#### Görev Listesi:
1. Aşağıdaki endişe konulu yazıya göre çok cesur insanlar neden korkuyla vakit geçirmez? Bir ya da iki cümleyle açıklayın.
2. Lütfen aşağıdaki endişe konulu yazıyı bittiği yerden devam ettirin.

#### Verilen Metin:
····················
[Haftanın Yazısı] Endişe…

  • Konuyu Başlatan Konuyu Başlatan Codex
  • Başlangıç tarihi Başlangıç tarihi

Codex

Özgür Şahin
Site Kurucusu
Katılım
14 May 2006
Puanları
48
Konum
Çanakkale
Web
www.kendinigelistir.com
endise001.jpg

Çevrenizde mutlaka vardır. Sürekli endişeli olan insanlar. Ne korkunç değil mi? Daha kötü bir olay olmadan sanki olmuş gibi mutsuz olmak. Bunun sonu yok ki. İnsan her an endişe duyacak bir şeyler bulabilir. Sen iste yeter ki beynin, sana istemediğin kadar endişe üretebilir.

KENDİ BAŞINA İYİ YA DA KÖTÜ OLAN BİR ŞEY YOKTUR, BUNU DÜŞÜNCELERİMİZ YAPAR
WILLIAM SHAKESPEARE

Düşüncelerimiz pozitif olursa beynimiz güzel şeyler üretir. Peki tehlikeleri hiç düşünmezsek onlara karşı nasıl hazırlıklı olabiliriz. Bu çok doğru işte. Her türlü olaya karşı A ve B planlarımız olmalı. Her türlü aksiliğe karşı tetikte olmalıyız ama bu sürekli endişe içinde yaşamamız anlamına gelmemeli. Tedbirlerimizi aldıktan sonra hayatı korkmadan cesurca yaşamalıyız.  Sanıyor musunuz ki çok cesur insanlar hiç korkmaz. İnanın ki çok korkarlar ama onların korkuyla vakit geçirecek zamanları yoktur. Varmak istedikleri hedefleri vardır.

CESARET KORKUNUN YOKLUĞU DEĞİLDİR, BAŞKA BİR ŞEYİN KORKUDAN DAHA ÖNEMLİ OLDUĞU KANISIDIR
AMBROSE REDMOON

Hastalık boyutundaki endişeyi tıp doktorlarına bırakıyorum. Ben sadece küçük endişelerle hayatı kendine zehir edenler için aman dikkat diyorum. Hayatı doya doya yaşamak varken neden endişe içinde yaşayalım. Endişelendiğimiz olay ya hiç olmazsa …

HAYATIMDA ÇOK FELAKET ACISI ÇEKTİM. ÇOĞU HİÇ BİR ZAMAN GERÇEKLEŞMEDİ.
MARK TWAIN

Sevgiler


 
Cesaret hakkındaki söz bi harika idi.. bu söz bile beni endişeye sevk etti desem inan.
····················
#### Sağlanan Bilgiler:
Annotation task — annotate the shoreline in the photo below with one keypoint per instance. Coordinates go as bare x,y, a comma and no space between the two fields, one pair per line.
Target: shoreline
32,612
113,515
····················
#### Yanıtlar:
1. Çok cesur insanlar da çok korkar, ama korkuyla vakit geçirecek zamanları yoktur, çünkü varmak istedikleri hedefleri vardır.

2.
Bende endişe duyarım çoğu zaman yav ama sürekli değil.. bu dünyada o kadar çok endişe edilicek şey varki. düşünce yönünü değiştirmekle bundan kurtulmanında çok zor olduğunu düşünüyorum. en azından benim açımdan zor gibi görünüyor.

Teşekkürler..
 
HAYATIMDA ÇOK FELAKET ACISI ÇEKTİM. ÇOĞU HİÇ BİR ZAMAN GERÇEKLEŞMEDİ.
MARK TWAIN

Bende biraz abartanlardanım sanırım bu endişe konusunda ve gerçekleşmemiş kötü olayların tasasını çok çektim. Bunu belki birazda yaşadıklarımız tetikliyordur daha önce yaşadığımız büyük yada küçük bir felaketin etkisiyle yeniden aynı şeyler yada daha büyüğü olur korkusunu kolay kolay atamıyoruz içimizden.
 
""Düşüncelerimiz pozitif olursa beynimiz güzel şeyler üretir""

ßunu çok denedim ama olmuyor malesef.. ya da sorun bende...
 
İnsanların çoğunun nevrotik olduğunu düşünürsek,kaygılarımızı da anlamak çok zor görünmüyor.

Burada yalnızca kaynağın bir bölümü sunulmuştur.